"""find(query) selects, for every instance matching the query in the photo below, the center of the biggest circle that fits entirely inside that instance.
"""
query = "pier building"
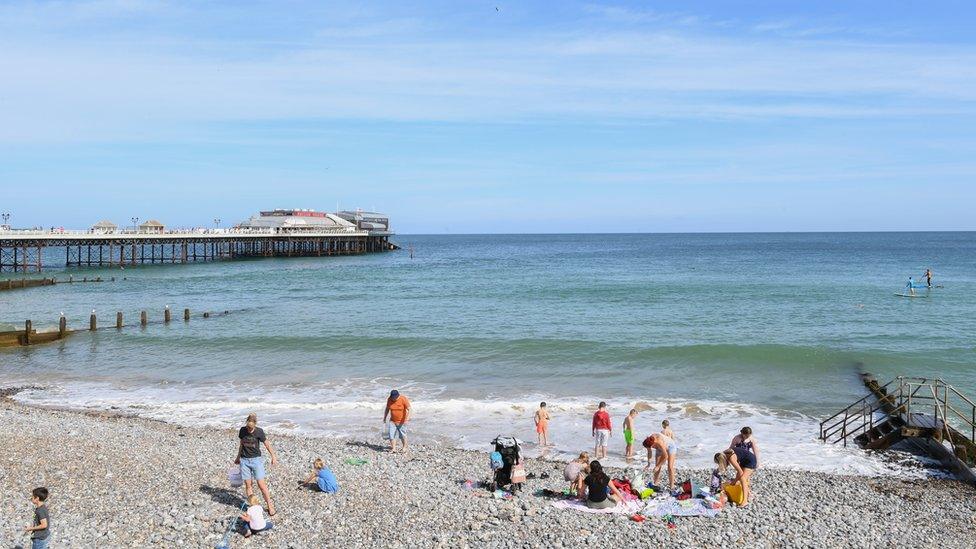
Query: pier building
(273, 233)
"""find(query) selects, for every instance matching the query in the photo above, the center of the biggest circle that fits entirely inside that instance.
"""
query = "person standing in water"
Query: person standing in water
(629, 433)
(745, 440)
(542, 424)
(602, 429)
(398, 410)
(667, 453)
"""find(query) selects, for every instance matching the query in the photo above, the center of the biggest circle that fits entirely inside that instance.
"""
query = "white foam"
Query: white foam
(355, 408)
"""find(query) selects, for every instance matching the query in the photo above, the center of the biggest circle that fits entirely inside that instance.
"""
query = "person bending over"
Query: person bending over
(666, 451)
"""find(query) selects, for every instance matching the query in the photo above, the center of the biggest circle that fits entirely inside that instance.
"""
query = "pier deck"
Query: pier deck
(24, 251)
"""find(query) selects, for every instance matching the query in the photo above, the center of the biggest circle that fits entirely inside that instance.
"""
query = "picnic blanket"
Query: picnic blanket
(693, 507)
(625, 508)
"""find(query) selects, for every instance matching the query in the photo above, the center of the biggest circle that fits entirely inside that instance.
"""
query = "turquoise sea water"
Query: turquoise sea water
(712, 330)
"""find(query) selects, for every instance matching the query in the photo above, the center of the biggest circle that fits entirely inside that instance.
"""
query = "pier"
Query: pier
(24, 250)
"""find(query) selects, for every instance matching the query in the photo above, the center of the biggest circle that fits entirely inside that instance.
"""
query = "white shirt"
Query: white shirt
(256, 514)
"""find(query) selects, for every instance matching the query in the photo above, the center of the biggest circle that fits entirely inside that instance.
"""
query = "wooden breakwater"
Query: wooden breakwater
(31, 336)
(20, 283)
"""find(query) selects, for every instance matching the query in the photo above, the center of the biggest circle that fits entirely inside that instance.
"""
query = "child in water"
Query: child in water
(323, 477)
(666, 430)
(629, 433)
(542, 424)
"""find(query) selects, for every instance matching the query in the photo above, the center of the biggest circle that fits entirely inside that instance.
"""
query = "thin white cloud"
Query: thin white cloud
(69, 87)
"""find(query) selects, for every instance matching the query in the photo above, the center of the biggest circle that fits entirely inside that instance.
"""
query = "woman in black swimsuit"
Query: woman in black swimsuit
(744, 463)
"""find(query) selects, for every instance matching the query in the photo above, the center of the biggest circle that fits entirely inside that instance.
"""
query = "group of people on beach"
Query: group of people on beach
(252, 464)
(590, 483)
(252, 470)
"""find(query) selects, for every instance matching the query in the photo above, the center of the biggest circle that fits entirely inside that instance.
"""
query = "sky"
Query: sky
(493, 117)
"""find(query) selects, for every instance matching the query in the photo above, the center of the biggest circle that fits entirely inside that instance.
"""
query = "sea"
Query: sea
(712, 332)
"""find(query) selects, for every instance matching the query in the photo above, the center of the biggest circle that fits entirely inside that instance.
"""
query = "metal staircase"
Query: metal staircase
(909, 408)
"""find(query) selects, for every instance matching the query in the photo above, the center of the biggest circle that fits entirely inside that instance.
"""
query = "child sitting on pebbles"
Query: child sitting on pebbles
(323, 477)
(253, 519)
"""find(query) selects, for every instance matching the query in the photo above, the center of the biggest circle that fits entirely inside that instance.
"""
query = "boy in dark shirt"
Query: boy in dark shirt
(40, 530)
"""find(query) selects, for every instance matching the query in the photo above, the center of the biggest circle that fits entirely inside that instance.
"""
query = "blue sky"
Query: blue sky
(471, 117)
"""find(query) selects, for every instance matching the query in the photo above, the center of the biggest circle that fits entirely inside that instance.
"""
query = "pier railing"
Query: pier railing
(130, 232)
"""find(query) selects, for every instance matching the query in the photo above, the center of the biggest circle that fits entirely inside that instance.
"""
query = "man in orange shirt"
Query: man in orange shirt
(398, 410)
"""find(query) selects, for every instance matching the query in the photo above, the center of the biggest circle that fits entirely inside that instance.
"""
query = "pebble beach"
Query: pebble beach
(119, 481)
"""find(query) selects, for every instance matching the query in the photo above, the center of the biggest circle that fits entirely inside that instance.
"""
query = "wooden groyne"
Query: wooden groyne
(17, 284)
(30, 336)
(24, 251)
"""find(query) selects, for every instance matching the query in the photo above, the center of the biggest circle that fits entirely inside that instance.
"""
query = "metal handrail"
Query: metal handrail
(858, 417)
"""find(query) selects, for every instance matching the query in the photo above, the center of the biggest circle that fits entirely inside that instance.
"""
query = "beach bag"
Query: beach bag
(735, 493)
(518, 473)
(234, 476)
(635, 476)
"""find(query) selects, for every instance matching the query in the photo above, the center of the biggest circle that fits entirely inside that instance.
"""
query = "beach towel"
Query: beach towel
(686, 508)
(626, 508)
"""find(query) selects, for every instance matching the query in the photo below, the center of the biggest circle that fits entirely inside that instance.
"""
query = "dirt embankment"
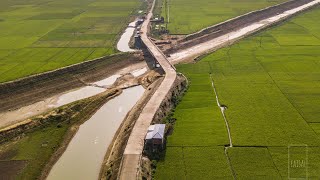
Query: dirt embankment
(111, 164)
(233, 25)
(32, 89)
(71, 115)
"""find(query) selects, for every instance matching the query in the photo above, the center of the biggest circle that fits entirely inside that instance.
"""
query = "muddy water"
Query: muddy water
(123, 43)
(85, 153)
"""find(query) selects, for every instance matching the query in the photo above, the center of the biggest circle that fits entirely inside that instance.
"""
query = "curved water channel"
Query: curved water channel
(85, 153)
(123, 43)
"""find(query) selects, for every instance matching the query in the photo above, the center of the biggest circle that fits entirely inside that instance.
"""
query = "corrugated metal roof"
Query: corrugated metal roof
(156, 131)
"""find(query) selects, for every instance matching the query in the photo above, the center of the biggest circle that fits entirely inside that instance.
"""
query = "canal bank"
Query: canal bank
(85, 153)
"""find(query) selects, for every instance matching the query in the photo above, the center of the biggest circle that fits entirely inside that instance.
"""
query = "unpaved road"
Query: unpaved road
(133, 152)
(229, 38)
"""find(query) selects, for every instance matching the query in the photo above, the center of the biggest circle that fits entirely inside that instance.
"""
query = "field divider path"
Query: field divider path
(222, 109)
(130, 164)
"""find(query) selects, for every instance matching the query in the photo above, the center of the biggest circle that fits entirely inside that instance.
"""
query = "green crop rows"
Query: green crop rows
(42, 35)
(270, 83)
(188, 16)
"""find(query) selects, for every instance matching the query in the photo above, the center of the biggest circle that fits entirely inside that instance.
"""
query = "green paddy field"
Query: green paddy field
(270, 83)
(188, 16)
(42, 35)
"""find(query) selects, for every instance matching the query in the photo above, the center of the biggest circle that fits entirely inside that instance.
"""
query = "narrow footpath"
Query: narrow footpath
(130, 164)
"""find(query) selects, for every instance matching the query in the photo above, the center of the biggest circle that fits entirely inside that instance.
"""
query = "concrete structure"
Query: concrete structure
(130, 164)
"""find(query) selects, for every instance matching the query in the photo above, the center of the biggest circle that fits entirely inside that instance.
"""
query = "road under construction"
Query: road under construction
(131, 159)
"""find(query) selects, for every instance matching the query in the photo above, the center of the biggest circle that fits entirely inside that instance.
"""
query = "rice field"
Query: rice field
(42, 35)
(270, 83)
(188, 16)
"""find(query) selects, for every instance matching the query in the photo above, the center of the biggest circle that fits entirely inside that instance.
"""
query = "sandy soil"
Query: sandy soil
(229, 38)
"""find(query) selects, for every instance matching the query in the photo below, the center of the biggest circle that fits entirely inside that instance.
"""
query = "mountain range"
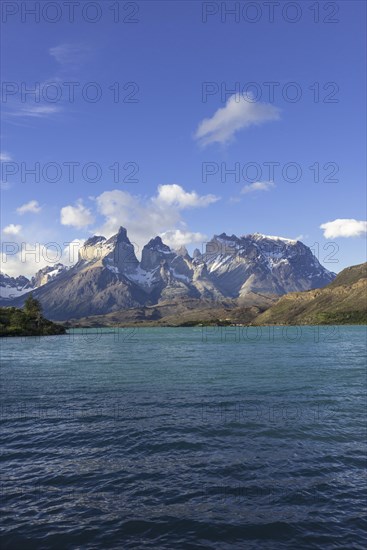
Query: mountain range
(249, 270)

- - - - - - -

*GIVEN EXERCISE:* Pick out every line in the listing above that contains the word "swimsuit" and copy each of those lines in full.

*REPLY:*
query = "woman in black swimsuit"
Query: woman in black swimsuit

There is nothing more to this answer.